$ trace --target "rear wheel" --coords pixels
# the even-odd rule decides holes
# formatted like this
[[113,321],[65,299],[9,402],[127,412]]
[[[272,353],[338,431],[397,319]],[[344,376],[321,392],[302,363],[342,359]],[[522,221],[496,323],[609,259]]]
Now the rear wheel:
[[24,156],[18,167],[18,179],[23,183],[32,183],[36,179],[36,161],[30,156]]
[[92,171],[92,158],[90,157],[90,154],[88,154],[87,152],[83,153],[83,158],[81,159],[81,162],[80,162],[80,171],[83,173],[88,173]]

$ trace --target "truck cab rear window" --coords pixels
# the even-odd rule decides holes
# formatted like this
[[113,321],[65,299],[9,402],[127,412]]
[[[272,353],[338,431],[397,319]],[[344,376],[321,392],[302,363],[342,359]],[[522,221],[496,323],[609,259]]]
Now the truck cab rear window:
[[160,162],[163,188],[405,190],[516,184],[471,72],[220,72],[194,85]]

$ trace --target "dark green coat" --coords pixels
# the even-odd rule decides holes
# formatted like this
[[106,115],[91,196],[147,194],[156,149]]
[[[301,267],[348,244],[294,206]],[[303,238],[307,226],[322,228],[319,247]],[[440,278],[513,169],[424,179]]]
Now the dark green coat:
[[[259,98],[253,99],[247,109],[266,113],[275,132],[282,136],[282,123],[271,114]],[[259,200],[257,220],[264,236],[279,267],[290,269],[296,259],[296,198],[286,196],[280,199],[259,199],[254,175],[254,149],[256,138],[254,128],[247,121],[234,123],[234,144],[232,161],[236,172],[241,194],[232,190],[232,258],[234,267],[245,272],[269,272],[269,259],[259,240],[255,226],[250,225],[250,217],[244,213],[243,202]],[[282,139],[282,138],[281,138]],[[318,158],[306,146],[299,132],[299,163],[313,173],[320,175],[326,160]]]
◇ ◇ ◇ ◇ ◇
* **TASK TO CARRY OUT**
Collect every line in the data above that contains the string "pixels".

* **EXERCISE RESPONSE**
$ trace --target "rear wheel" --coords pixels
$ trace --target "truck cab rear window" --coords pixels
$ trace --target "dark green coat" --coords pixels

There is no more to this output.